**Reading passage:**
Until recently, Barclay’s Bank in Zambia was seeing 2% of its workforce die each year, which is about 10 times the mortality rate for an American bank. The dying employees, 85% of whom died of Aids-related illnesses, the bank said, were overwhelmingly African white-collar workers with matric or university degrees. Their health care, through the Minbank Clinic, was First World level. They weren’t “stressed”. They were infected.
A well-known 1987 study of HIV infection at pre-natal clinics in Rwanda (at the time, seven years before the 1994 genocide, a tiny, well-organised country with excellent record- keeping) showed a pregnant woman had a 9% chance of infection if her husband was a farmer, a 22% chance if he was a soldier, a 32% chance if he was a white-collar worker and a 38% chance if he was a government official. (I decline to speculate on the implications of this for the Thabo Mbeki Cabinet.) The study’s conclusion was that, in a very poor country like Rwanda, a regular paycheck meant more access to extramarital sex, raising the husband’s chances of infection.
In South Africa, miners and other migrant labourers may have even higher risks, but the point is that the subsistence farmer in the mud hut is not the most at-risk guy, and the “poverty lifestyle causes Aids” argument is ridiculous.
By the way, a doctor who specialises in treating Aids and tuberculosis cases in rural KwaZulu-Natal pointed out to me this week that there is another “medical” debate going on here that echoes the Aids one. Fortunately, the consequences are far less serious – just a lifetime of root canal work.
The health department is planning to add fluoride to South Africa’s drinking water. The “fluoride-is-poison” lobby opposes it.
I remember this debate from my teenage years in the United States. At the same time as Crest, the first fluoride toothpaste, was getting recognition from the American Dental Association, cities were trying to add fluoride to their drinking water. Many studies had shown that it strengthened children’s teeth.
(Water is better than toothpaste. Since the fluorine atom actually joins the tooth structure, it is best to have it there – in tiny amounts all day long – as the tooth grows.)
Interestingly, in the US, the anti-fluoride lobby was led by the John Birch Society and other right wingers. Their argument, as far as I could tell, was that if the US government, which they believed was secretly controlled by communists, was allowed to add one chemical to the water, then it would soon be adding LSD and other drugs to control all our minds.

**Dataset excerpts:**
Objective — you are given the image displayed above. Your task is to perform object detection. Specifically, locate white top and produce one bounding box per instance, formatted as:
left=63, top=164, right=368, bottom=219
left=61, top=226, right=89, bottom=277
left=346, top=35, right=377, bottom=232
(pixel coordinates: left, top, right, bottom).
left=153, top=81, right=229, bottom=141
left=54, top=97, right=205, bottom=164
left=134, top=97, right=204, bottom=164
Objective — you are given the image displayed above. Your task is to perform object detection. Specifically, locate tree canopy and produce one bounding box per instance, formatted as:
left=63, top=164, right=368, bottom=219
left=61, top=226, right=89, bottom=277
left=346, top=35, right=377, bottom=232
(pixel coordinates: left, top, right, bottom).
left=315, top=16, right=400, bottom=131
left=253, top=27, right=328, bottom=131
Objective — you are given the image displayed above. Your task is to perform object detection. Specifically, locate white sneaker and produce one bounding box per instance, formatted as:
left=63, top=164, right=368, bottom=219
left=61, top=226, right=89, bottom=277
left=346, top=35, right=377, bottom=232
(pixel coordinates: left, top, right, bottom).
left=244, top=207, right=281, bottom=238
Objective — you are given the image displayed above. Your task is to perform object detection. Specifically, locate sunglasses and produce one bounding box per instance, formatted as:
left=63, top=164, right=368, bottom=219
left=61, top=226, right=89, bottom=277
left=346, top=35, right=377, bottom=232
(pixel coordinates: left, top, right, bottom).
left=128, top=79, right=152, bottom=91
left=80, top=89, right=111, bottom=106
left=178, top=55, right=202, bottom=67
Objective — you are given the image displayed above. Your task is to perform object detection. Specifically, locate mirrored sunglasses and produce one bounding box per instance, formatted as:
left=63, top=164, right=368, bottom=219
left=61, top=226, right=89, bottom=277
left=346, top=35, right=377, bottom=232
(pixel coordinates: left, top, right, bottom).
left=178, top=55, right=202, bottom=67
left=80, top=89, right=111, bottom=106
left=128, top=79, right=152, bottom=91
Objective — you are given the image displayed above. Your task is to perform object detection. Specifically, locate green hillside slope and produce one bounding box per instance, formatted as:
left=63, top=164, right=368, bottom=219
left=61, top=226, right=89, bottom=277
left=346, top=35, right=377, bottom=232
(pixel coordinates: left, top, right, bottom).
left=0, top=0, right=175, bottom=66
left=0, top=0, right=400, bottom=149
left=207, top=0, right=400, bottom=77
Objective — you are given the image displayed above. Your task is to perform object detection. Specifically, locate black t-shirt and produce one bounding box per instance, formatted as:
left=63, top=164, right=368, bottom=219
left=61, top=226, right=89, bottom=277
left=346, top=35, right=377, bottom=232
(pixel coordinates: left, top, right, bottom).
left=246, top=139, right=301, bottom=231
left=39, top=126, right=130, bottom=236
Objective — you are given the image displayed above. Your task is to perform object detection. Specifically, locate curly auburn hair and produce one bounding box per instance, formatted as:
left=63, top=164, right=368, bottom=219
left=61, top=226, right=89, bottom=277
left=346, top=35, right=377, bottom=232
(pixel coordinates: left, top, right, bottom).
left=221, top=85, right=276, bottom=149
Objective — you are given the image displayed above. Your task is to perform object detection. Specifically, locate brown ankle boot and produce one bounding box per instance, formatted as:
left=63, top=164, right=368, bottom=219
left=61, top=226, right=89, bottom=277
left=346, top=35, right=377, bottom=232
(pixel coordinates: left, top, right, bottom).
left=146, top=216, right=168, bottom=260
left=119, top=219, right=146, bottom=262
---
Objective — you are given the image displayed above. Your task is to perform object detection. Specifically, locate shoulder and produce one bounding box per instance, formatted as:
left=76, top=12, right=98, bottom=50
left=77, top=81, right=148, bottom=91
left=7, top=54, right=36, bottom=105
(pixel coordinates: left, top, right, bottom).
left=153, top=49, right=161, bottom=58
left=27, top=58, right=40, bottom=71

**Your objective:** From the passage on Aids and fluoride, extract everything from "In South Africa, miners" down to "argument is ridiculous.", copying it word for word.

**Written reply:**
In South Africa, miners and other migrant labourers may have even higher risks, but the point is that the subsistence farmer in the mud hut is not the most at-risk guy, and the “poverty lifestyle causes Aids” argument is ridiculous.